List of tasks
- a) Answer these questions about the apple orchard text, one per line, marked (i), (ii), (iii):
(i) What can going to the orchard become if plans are loosely made?
(ii) Where did the writer retreat to while waiting for the family?
(iii) How many lessons does the writer offer to share?
- b) Carry on writing the apple orchard text, picking up after its final sentence.

Text block
• • • • •
5 Lessons from the Orchard
Going to the apple orchard is a yearly pilgrimage in our household. It just doesn’t feel like fall without that first bite of golden sweetness. But going to the orchard can become a drudgery if plans are loosely made. Before you know it, you’ve spent the entire week’s grocery budget on apples and another week at the bouncy pillow and corn maze. If you’re really having a rough time, you end up alone in the orchard holding everyone else’s overpriced bags of fruit, slapping flies away with your elbow and wondering why you keep coming back. One time, I was so frustrated I retreated to the donut shop and ate an entire bag of donuts while waiting for my family to return from the corn maze. Perhaps you’ve been tempted to do the same? Before you decide to leave the orchard experience for good, let me share five lessons from the orchard that may bring back the joy of this autumnal family adventure.
• • • • •
[Excerpts of labeled region records]

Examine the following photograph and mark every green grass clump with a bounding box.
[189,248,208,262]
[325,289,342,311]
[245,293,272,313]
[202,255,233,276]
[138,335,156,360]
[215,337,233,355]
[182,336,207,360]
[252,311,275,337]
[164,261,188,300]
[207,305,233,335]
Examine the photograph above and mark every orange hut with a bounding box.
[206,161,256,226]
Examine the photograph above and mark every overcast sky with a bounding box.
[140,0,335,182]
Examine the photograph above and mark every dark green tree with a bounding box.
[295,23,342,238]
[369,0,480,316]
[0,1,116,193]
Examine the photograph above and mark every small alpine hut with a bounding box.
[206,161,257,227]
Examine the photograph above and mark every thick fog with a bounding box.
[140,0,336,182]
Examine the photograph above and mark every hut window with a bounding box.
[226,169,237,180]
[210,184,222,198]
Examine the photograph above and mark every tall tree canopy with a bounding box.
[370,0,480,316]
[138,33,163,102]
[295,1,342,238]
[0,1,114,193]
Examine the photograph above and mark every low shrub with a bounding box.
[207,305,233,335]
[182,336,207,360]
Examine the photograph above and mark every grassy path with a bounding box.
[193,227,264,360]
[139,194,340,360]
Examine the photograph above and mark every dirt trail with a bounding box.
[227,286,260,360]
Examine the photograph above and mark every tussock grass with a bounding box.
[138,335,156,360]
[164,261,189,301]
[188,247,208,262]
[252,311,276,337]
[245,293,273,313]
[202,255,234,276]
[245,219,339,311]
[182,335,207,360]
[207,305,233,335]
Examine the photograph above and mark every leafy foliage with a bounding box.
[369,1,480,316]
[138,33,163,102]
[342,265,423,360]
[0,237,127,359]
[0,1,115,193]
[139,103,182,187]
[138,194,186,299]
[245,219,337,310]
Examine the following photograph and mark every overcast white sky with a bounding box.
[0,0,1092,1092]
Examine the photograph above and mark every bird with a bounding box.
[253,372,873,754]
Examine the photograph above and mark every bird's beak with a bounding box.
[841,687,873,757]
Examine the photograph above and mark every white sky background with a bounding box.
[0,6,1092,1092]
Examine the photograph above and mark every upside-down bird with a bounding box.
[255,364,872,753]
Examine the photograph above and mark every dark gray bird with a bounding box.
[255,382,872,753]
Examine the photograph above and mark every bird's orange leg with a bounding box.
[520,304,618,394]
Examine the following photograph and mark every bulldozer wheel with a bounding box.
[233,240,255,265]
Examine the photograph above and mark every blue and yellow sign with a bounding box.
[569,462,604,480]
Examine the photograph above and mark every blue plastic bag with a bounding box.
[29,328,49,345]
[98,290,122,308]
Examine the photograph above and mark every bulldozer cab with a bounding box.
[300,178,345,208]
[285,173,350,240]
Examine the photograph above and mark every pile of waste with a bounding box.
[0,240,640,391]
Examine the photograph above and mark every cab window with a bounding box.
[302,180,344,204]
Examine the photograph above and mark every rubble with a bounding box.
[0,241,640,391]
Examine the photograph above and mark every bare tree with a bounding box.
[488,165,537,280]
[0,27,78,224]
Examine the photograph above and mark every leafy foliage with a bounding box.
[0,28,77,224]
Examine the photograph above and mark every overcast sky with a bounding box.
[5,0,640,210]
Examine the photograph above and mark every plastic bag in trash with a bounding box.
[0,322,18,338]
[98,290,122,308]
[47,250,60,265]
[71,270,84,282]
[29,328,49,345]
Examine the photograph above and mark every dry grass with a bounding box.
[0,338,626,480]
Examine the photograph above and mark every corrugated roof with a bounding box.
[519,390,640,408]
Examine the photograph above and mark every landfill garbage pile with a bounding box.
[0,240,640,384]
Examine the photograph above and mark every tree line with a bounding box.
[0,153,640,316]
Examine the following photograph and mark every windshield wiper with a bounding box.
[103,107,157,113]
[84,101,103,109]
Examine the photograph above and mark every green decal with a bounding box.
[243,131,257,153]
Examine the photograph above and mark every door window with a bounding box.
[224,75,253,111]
• • • • •
Written answers
- a)
(i) A drudgery
(ii) The donut shop
(iii) Five

- b)
Lesson #1: Know where you are going
Knowing how to get to the orchard is a simple step. But do you know where you will go once you get there? Use the orchard’s website or call ahead to find out what activities are available during your time there. Then plan your day accordingly. Picking apples first may seem the most likely route, but consider doing the other activities first. You’ll be glad you did when you get to lesson #4. My oldest son loved to know exactly what the schedule was so we would talk through it as we drove. It may even be fun to let your older children create the agenda the day before. When you get to the orchard, your plans may still flex a bit, but you’ll have a basic idea where you are going and when.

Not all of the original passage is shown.